Render the records below as a Markdown table with two columns, Row and Line. Number each line in order under Row, put the line itself under Line, and leave out blank lines.

----------

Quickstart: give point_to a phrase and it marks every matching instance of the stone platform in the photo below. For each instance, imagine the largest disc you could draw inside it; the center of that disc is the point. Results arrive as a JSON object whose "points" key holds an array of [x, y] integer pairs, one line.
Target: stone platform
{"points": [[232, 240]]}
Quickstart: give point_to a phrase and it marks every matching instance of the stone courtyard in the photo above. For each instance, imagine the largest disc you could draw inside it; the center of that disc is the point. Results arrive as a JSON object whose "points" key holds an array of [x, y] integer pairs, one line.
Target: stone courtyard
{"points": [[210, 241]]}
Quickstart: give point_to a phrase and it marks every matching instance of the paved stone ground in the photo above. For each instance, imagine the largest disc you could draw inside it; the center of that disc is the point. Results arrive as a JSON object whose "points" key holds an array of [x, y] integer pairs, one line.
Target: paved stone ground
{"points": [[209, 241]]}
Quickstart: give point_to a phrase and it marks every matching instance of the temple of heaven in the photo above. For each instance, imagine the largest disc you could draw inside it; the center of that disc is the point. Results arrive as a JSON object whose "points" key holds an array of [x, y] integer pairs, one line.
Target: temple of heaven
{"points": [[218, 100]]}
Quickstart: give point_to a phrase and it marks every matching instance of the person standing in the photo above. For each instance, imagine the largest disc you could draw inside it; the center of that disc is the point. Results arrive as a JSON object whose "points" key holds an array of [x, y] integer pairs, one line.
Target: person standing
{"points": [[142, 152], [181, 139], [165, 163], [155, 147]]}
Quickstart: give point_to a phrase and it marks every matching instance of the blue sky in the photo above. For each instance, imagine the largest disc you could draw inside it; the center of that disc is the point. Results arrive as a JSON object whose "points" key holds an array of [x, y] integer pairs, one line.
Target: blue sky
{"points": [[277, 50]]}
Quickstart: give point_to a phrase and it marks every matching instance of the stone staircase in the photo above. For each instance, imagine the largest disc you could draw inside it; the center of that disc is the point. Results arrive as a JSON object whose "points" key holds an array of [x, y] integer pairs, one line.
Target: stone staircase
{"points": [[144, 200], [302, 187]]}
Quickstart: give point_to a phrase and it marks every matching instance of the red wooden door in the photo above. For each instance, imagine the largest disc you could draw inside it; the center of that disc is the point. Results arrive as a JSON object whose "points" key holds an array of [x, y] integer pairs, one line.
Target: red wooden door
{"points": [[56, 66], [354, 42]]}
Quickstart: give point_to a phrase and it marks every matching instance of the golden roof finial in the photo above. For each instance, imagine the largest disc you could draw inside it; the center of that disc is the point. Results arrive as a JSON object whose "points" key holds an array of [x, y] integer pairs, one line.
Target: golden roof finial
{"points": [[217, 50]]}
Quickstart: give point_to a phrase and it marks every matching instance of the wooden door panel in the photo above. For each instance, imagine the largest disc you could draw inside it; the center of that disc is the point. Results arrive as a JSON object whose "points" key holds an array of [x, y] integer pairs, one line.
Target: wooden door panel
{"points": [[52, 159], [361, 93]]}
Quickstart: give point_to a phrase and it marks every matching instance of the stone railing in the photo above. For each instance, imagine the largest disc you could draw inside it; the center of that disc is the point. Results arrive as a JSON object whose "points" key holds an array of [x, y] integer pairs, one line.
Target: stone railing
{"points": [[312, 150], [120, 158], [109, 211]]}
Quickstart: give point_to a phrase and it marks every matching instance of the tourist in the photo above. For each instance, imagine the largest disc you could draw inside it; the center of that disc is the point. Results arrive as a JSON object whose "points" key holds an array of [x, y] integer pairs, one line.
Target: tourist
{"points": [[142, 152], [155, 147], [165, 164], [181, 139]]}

----------

→ **Full response**:
| Row | Line |
|---|---|
| 1 | Quickstart: give point_to a phrase and it marks every matching instance of the stone platform in the photo below. For each instance, imagine the largest disc you could draw inside it; the center of that disc is the point. Results arrive as a JSON object whose "points" key holds an array of [x, y] integer pairs, one line. |
| 2 | Target: stone platform |
| 3 | {"points": [[232, 240]]} |
| 4 | Quickstart: give point_to a phrase and it marks every matching instance of the stone courtyard in the photo above. For each instance, imagine the largest disc you could draw inside it; the center of that disc is the point. Results arrive as a JSON object whose "points" key holds an array of [x, y] integer pairs, one line. |
| 5 | Target: stone courtyard |
| 6 | {"points": [[210, 241]]} |
| 7 | Quickstart: give point_to a phrase and it marks every matching instance of the paved stone ground in the photo above. For each instance, imagine the largest disc you could draw inside it; the center of that disc is the point. Results arrive as a JSON object whose "points" key holds an array of [x, y] integer pairs, one line. |
| 8 | Target: paved stone ground |
| 9 | {"points": [[209, 241]]} |
| 10 | Quickstart: give point_to a phrase and it marks every matching instance of the temple of heaven in the photo above. For each instance, imagine the largest disc you could draw inside it; the center of that disc is the point. Results arrive as a JSON object whose "points" key holds an array of [x, y] integer pairs, one line. |
| 11 | Target: temple of heaven |
| 12 | {"points": [[218, 100]]} |
| 13 | Quickstart: give point_to a phrase and it marks every matching instance of the person standing in the photo above. For each instance, imagine the largest disc you could draw inside it; the center of that disc is the point. Results arrive as a JSON object whose "points" key holds an array of [x, y] integer pairs, one line. |
| 14 | Target: person standing |
| 15 | {"points": [[142, 152], [181, 139], [165, 163], [155, 147]]} |
| 16 | Quickstart: give point_to a phrase and it marks every matching instance of the blue sky in the photo above. For each instance, imagine the largest disc you could draw inside it; the center of that disc is the point. Results arrive as a JSON object whose "points" key holds an array of [x, y] integer pairs, one line. |
| 17 | Target: blue sky |
| 18 | {"points": [[277, 50]]} |
| 19 | Quickstart: give point_to a phrase and it marks every matching instance of the stone staircase in the photo above. For each instance, imagine the largest disc you could draw inside it; the center of that disc is the point. Results arrive as a JSON object whose "points" key holds an array of [x, y] integer pairs, one line. |
| 20 | Target: stone staircase |
| 21 | {"points": [[144, 200], [302, 187]]} |
| 22 | Quickstart: give point_to a phrase and it marks every matching instance of the red wooden door in the photo above. For each instance, imagine the largest disc you could draw inside it; the center of that disc is the point. Results arrive as a JSON object whose "points" key holds an array of [x, y] integer pairs, one line. |
| 23 | Target: red wooden door |
| 24 | {"points": [[56, 66], [354, 42]]} |
| 25 | Quickstart: give point_to a phrase and it marks every matching instance of the golden roof finial in the photo above. For each instance, imagine the largest disc you could draw inside it; the center of that disc is the point. Results arrive as a JSON object whose "points" key holds an array of [x, y] integer pairs, one line. |
| 26 | Target: golden roof finial |
| 27 | {"points": [[217, 50]]} |
| 28 | Quickstart: give point_to a phrase and it marks every matching instance of the wooden door panel in the photo above. For each instance, imagine the largest disc you could draw inside it; the center of that disc is the point. Results arrive as a JSON object whose "points" key holds an array of [x, y] integer pairs, one line. |
| 29 | Target: wooden door panel |
| 30 | {"points": [[52, 159], [361, 93]]} |
| 31 | Quickstart: give point_to a phrase and it marks every matching instance of the stone railing in the photo above. For each instance, imagine the largest disc you could draw inside it; the center of that disc is the point. Results arrive as a JSON object whose "points" key holds an array of [x, y] integer pairs, one line. |
| 32 | Target: stone railing |
| 33 | {"points": [[312, 150], [120, 158], [109, 211]]} |
| 34 | Quickstart: give point_to a phrase and it marks every matching instance of the tourist in the photo above. For each instance, imagine the largest disc you could draw inside it; the center of that disc is the point. Results arrive as a JSON object whose "points" key holds an array of [x, y] integer pairs, one line. |
| 35 | Target: tourist |
| 36 | {"points": [[142, 152], [155, 147], [165, 164], [181, 139]]} |